[Фрагмент документа]
▼▼▼

Борис Джонсон - Лондон по Джонсону. О людях, которые сделали город, который сделал мир
Когда один молодой человек плакался, что утратил способность говорить по-гречески, Джонсон ответил: «Думаю, это случилось тогда же, сэр, когда я потерял все свои огромные поместья в Йоркшире». А когда городской чиновник гундосил про то, как он отправил четырех осужденных в тюремную колонию в Австралии, Джонсон сказал, что хотел бы быть пятым. Другими словами, он говорил вещи не только смешные, но и грубые, и это объясняет его популярность и тогда, и теперь.
Мы — народ, который привык к уклончивости и путаности, и поэтому мы ценим грубых людей, поскольку предполагаем (довольно примитивно), что от них скорее можно услышать правду. Джонсон однажды долго унижал работы Лоренса Стерна, и вдруг мисс Монктон сказала, что, ну, она вообще-то думает, что они на самом деле довольно хороши.
«Это потому, дражайшая, что вы — остолоп», — сказал он.

▲▲▲

[Исходные данные]

▼▼▼

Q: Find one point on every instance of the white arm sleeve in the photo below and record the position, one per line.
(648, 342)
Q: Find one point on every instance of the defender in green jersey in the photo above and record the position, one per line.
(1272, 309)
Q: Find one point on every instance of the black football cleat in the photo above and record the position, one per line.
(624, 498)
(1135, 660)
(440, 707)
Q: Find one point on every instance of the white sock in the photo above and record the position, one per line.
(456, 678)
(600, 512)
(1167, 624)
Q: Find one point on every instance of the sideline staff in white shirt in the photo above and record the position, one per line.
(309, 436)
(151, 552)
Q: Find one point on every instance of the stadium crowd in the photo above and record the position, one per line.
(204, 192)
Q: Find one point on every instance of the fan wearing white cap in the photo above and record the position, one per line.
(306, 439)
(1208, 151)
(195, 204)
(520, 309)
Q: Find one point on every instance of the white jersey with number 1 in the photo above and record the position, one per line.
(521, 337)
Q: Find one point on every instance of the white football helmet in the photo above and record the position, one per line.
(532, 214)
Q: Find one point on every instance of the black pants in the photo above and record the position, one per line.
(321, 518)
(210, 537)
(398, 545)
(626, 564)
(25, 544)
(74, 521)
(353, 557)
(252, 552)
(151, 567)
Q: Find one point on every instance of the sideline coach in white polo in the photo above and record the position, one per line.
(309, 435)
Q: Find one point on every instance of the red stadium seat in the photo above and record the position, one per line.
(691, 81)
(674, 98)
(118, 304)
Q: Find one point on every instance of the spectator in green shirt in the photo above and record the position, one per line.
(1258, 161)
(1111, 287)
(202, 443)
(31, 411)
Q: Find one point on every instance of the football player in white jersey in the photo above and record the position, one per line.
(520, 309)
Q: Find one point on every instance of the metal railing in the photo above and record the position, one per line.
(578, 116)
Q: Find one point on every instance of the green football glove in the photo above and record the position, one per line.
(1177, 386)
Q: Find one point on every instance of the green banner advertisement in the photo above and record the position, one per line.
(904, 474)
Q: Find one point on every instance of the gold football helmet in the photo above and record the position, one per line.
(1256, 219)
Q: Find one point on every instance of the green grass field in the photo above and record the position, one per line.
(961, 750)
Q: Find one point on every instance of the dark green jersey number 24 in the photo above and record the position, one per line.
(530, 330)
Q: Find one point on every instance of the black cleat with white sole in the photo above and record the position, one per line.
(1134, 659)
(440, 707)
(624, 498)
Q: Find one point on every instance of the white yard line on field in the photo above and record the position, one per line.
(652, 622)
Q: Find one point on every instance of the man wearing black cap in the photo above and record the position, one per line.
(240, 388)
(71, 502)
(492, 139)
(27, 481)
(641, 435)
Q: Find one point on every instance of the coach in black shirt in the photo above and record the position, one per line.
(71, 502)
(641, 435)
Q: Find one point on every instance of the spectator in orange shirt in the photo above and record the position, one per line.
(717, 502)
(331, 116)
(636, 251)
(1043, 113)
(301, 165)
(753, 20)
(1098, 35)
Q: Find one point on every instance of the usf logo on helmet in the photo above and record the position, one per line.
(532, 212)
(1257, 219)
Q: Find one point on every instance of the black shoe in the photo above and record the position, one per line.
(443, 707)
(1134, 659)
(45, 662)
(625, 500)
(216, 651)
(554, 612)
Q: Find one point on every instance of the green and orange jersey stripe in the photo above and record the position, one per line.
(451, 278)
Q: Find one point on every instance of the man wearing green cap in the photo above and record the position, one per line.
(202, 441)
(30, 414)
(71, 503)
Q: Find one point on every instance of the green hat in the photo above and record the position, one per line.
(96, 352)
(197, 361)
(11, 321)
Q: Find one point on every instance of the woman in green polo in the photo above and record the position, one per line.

▲▲▲

[Что сделать]
Продолжите текст о резких остротах Джонсона, начиная сразу после его последней фразы. Список здесь никак не задействован.

[Результат выполнения]
Люди у него «идиоты» или «собаки», а когда его спросили, кто более великий поэт, Деррик или Смарт, он сказал: «Сэр, ну невозможно же решить, кто лучше, если сравниваешь блоху с вошью». Что бы ни говорили о знаменитом британском лицемерии, британцы все-таки любят, когда человек честен в своих пристрастиях, какими бы вульгарными они ни были. Джонсон как-то сказал: «Если бы не мои обязанности и забота о будущности, я бы провел жизнь в быстро мчащемся дилижансе рядом с красивой женщиной», и здесь он высказал вечную мечту британца. Разве это не манифест Джереми Кларксона и всех тех миллионов его последователей? Мы думаем о нем как об ученом, как о «докторе» Джонсоне, о человеке, который часами сидел, вглядываясь в древние тексты, а он в то же время пожирал любовные романы, он не любил почетной приставки «доктор» и был одним из величайших исследователей человеческой природы, одним из величайших моралистов своего да и всех времен.
Задолго до Джереми Паксмана или любого другого антрополога английской души он отметил нашу странную «отвали-от-меня» особенность. Если француз наткнется на француза или немец встретит другого немца в чужой стране, они завяжут непринужденную беседу. Поместите англичанина в комнату с другим англичанином, говорит Джонсон, и один будет сидеть на стуле, а другой стоять у окна, и каждый будет изо всех сил делать вид, что другого просто не существует.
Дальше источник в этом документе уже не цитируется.